▶ [Task to complete]: Nothing but the lines from the one containing "Exercise. Put one point on every instance of the sun glow" through the last line should be written out, please, exactly as they stand.

▶ [Supplied data]:
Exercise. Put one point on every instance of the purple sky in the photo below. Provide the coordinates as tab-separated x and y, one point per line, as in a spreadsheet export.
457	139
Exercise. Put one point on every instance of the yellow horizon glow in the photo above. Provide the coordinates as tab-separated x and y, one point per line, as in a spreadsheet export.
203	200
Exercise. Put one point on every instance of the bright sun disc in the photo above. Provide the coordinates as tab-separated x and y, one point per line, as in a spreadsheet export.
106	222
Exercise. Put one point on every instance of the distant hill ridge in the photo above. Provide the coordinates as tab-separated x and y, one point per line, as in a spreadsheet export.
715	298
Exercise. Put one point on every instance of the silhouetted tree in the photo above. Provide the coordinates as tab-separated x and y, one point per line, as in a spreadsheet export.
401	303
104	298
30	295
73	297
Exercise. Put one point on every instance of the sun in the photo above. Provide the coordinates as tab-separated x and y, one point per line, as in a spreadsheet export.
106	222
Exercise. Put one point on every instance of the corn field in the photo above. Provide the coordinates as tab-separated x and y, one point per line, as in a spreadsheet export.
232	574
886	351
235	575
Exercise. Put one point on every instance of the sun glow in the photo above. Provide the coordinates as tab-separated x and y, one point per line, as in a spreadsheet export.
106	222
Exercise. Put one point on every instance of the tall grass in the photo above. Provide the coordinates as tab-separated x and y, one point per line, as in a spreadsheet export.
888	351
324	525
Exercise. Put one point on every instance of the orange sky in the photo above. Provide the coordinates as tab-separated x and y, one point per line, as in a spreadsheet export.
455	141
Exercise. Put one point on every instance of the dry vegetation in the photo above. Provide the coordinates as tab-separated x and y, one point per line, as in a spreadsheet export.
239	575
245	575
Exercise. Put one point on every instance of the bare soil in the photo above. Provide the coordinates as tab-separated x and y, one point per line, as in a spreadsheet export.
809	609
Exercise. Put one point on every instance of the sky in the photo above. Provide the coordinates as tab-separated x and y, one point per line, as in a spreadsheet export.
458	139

▶ [Result below]:
Exercise. Put one point on every instance of the sun glow in the photo above. Provide the coordinates as tab-separated x and y, one point per line, as in a spreadsheet export.
106	222
Exercise. Put one point on every instance of the tall grass in the photo above. Provide the coordinates as tab-separated x and y, one point per line, as in a spreadsheet export.
888	351
324	525
Exercise. Put one point on every instance of the orange sky in the photo above. Provide the coordinates as tab-separated x and y, one point per line, as in a spreadsheet export.
455	141
Exercise. Put one point on every instance of the dry vegetation in the photo above. Provide the coordinates as tab-separated x and y, one point per line, as in a spreadsheet export.
239	575
245	575
Exercise. Put one point on every instance of the bare soil in the photo above. Provide the coordinates as tab-separated x and y, one point per line, as in a spreadsheet export.
809	609
Exercise. Put one point on every instance of the sky in the photo above. Provide the coordinates as tab-separated x and y, one point per line, as in a spreadsheet export.
458	139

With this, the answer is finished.